#### [WHAT TO PRODUCE]
Reproduce the records below word for word, from their first line up to and including the line with "top-left (119, 152), bottom-right (126, 163)".

[Records from a dataset]
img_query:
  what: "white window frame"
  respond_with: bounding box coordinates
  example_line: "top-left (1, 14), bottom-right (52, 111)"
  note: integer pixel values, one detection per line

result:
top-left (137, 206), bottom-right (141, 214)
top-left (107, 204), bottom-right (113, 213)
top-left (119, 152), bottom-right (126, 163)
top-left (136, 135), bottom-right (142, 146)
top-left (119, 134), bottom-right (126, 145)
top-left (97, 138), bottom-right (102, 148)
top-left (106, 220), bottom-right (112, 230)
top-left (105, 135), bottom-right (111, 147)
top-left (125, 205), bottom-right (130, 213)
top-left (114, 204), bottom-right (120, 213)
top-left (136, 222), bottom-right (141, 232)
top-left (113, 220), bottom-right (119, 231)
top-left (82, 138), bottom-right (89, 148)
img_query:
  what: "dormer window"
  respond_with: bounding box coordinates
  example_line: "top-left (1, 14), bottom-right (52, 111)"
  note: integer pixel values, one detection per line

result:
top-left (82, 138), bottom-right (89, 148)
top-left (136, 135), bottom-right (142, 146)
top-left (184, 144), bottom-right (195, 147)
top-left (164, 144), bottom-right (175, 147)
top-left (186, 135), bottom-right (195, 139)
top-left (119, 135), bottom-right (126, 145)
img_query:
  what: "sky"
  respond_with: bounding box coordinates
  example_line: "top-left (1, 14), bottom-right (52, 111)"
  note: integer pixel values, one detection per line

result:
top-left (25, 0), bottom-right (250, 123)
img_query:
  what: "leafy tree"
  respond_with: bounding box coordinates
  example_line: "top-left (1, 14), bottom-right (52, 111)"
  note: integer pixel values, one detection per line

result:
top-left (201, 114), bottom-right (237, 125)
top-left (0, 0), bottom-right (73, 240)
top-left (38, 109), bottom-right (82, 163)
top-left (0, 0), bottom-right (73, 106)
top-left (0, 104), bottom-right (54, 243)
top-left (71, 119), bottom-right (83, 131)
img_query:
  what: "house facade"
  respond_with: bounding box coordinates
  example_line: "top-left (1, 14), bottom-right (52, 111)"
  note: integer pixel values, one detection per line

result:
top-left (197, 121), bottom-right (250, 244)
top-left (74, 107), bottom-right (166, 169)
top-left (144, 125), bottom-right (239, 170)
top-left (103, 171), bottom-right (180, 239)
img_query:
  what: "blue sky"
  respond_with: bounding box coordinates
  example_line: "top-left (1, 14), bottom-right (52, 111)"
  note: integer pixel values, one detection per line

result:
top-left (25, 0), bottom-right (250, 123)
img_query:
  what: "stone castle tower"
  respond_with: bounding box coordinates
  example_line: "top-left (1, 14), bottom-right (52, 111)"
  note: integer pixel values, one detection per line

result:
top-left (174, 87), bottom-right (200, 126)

#### [REPLY TO THE EXERCISE]
img_query:
  what: "white window frame"
  respond_with: bounding box coordinates
  example_line: "top-left (1, 14), bottom-right (52, 111)"
  note: integer pixel values, one detection per line

result:
top-left (137, 206), bottom-right (141, 214)
top-left (107, 204), bottom-right (113, 213)
top-left (119, 152), bottom-right (126, 163)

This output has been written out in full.